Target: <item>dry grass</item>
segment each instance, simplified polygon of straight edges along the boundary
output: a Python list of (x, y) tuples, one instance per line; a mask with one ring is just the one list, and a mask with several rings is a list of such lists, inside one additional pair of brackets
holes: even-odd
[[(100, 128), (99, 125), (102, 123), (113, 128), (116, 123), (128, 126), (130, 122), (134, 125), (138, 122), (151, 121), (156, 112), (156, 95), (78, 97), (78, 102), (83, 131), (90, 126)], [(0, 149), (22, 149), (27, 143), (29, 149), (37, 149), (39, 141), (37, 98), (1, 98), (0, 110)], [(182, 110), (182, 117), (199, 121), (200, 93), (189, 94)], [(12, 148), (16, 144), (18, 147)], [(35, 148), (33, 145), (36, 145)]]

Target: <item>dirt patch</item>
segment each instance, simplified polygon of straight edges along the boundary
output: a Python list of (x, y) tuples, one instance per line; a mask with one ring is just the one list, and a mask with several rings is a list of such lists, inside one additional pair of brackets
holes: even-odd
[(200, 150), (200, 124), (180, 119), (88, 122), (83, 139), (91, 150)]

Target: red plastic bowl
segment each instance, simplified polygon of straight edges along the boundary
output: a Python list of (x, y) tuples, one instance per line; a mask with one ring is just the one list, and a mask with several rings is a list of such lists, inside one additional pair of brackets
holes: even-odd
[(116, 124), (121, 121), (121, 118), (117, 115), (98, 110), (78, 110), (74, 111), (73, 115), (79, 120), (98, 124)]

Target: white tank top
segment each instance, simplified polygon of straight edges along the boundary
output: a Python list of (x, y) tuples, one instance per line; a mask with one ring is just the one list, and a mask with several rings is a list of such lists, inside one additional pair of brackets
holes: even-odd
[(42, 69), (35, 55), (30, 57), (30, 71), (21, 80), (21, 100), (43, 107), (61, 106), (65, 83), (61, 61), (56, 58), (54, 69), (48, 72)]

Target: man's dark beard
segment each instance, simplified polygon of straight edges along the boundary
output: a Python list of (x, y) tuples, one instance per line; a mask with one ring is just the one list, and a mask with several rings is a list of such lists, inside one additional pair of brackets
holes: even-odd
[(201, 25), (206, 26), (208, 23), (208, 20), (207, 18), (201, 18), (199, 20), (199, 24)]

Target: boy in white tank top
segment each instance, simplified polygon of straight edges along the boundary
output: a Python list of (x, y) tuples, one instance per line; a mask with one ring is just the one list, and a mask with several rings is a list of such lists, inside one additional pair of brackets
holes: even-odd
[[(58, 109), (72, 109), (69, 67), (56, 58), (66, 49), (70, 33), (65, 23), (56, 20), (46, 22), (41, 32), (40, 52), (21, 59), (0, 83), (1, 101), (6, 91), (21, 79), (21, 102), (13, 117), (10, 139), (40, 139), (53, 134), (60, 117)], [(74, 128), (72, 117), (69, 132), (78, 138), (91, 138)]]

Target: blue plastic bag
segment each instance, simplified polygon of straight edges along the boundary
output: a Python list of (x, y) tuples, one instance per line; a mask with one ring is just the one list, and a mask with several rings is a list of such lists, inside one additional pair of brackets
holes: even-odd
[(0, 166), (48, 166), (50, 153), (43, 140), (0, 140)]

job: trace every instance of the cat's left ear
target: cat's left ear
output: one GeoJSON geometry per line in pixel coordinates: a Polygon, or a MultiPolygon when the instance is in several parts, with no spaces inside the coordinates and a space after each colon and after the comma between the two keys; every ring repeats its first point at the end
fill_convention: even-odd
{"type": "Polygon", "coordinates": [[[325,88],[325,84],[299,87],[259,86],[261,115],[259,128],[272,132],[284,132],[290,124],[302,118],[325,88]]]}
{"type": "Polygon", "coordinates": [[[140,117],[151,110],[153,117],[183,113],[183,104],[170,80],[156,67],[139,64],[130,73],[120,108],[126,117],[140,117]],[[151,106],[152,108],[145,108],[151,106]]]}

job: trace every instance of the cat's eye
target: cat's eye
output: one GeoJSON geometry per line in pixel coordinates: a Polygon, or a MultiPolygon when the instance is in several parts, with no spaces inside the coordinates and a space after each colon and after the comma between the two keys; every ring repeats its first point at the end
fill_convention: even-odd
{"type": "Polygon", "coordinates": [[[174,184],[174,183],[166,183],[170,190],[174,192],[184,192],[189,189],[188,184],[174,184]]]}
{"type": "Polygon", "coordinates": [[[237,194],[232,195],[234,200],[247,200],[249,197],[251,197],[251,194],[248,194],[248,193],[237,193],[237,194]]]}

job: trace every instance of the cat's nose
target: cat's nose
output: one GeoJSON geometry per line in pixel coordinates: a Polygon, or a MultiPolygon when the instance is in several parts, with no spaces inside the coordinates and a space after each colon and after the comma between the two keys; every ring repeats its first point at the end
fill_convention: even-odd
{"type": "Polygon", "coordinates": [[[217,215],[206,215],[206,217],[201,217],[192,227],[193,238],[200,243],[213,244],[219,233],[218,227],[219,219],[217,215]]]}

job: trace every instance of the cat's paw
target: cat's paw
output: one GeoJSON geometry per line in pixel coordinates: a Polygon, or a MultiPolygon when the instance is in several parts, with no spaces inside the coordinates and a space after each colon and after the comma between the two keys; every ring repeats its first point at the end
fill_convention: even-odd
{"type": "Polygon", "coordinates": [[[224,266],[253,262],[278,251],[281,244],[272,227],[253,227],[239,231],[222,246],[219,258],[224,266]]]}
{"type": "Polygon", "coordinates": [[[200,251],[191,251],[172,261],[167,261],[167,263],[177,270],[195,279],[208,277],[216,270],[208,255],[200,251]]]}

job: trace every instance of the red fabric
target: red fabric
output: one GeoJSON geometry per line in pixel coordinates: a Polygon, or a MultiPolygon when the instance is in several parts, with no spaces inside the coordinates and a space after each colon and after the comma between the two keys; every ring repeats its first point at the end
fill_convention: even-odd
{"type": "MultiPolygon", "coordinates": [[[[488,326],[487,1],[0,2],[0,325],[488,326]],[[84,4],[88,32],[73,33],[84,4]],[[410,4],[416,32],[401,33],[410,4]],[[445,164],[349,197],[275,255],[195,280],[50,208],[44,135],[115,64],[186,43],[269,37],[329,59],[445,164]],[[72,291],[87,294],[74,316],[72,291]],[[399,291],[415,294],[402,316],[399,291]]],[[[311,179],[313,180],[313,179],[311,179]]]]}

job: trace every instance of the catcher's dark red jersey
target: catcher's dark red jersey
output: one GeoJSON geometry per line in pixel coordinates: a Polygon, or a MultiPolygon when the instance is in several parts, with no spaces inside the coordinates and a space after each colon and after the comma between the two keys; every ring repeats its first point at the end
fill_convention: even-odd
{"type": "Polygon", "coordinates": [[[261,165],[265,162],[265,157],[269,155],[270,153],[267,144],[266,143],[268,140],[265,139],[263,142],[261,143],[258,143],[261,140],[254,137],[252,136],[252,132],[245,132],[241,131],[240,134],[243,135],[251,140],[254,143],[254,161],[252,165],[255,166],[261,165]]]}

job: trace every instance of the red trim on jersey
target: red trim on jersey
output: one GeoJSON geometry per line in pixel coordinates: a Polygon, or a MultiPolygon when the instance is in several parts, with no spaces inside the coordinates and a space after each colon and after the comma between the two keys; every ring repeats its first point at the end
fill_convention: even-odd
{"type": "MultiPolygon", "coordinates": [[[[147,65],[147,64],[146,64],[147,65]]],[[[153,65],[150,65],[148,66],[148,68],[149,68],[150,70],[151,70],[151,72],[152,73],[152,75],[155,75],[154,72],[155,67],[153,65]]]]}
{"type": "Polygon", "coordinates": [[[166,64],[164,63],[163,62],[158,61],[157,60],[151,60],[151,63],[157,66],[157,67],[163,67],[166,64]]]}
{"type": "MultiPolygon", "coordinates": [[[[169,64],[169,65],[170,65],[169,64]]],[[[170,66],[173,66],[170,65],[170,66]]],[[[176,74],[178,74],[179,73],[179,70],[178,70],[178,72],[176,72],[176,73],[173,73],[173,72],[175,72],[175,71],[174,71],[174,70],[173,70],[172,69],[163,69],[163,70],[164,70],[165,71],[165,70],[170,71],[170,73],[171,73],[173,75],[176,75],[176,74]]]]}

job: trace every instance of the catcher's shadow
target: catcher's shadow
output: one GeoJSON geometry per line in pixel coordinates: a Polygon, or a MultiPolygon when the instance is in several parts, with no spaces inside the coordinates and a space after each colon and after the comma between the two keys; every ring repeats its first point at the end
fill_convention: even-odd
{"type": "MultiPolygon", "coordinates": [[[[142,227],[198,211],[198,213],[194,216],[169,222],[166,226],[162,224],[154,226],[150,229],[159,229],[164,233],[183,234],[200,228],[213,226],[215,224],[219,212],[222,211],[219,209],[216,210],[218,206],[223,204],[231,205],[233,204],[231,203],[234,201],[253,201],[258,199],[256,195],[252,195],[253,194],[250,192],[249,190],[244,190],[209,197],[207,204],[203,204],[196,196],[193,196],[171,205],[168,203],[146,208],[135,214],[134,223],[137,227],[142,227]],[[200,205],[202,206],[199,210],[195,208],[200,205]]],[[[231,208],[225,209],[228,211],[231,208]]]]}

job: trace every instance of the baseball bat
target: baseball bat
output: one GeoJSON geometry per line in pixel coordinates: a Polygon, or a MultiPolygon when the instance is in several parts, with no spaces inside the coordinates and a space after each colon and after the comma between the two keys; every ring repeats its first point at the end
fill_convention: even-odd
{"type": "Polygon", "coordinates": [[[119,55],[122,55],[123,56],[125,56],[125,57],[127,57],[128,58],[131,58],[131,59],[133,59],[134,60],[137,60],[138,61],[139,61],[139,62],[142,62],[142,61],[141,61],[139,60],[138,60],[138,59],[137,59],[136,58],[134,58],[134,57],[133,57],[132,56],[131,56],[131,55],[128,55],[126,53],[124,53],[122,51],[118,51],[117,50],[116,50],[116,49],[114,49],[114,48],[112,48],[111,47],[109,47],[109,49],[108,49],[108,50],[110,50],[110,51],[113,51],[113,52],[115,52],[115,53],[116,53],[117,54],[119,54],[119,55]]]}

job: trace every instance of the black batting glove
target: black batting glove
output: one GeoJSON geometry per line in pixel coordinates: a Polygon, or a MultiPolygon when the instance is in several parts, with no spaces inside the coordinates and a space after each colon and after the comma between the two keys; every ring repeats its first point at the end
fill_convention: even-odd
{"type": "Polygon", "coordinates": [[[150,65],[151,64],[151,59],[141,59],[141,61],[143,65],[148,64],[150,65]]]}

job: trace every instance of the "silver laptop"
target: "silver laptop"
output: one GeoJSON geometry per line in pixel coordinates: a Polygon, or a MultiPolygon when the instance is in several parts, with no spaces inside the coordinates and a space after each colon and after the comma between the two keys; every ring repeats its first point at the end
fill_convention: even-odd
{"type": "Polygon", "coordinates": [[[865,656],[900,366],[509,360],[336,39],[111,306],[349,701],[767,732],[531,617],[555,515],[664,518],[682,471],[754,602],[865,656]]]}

= = = = =

### Task instructions
Rewrite the records from the line containing "job: trace every instance of the baseball bat" through the line containing "target: baseball bat", changing "baseball bat" to "wooden bat" and leaving everything else unchanged.

### Response to this exercise
job: trace every instance of the wooden bat
target: wooden bat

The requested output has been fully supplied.